### Task to carry out
The result should be a full, exact repeat of the entries, free of pictures.

### Exercise data
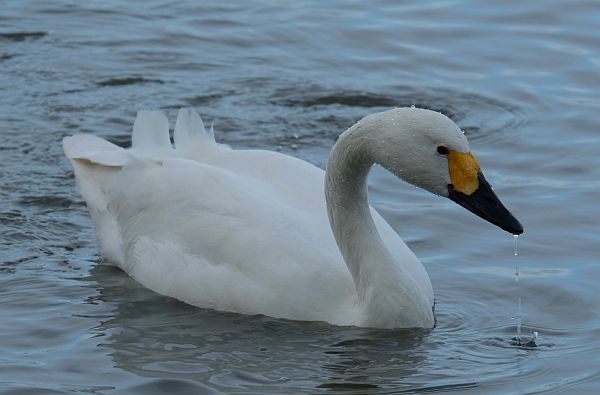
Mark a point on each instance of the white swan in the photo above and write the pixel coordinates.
(250, 231)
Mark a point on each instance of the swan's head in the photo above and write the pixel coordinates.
(428, 150)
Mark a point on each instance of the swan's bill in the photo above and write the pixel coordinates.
(484, 203)
(463, 169)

### Expected answer
Mark a point on each instance of the white swan in the photo above and write the pixel coordinates.
(250, 231)
Mark a point on each instance of the swan's head in the photo above and write the pixel coordinates.
(428, 150)
Mark a point on each instance of the swan's bill in the photo above and write the pixel coordinates.
(484, 203)
(463, 169)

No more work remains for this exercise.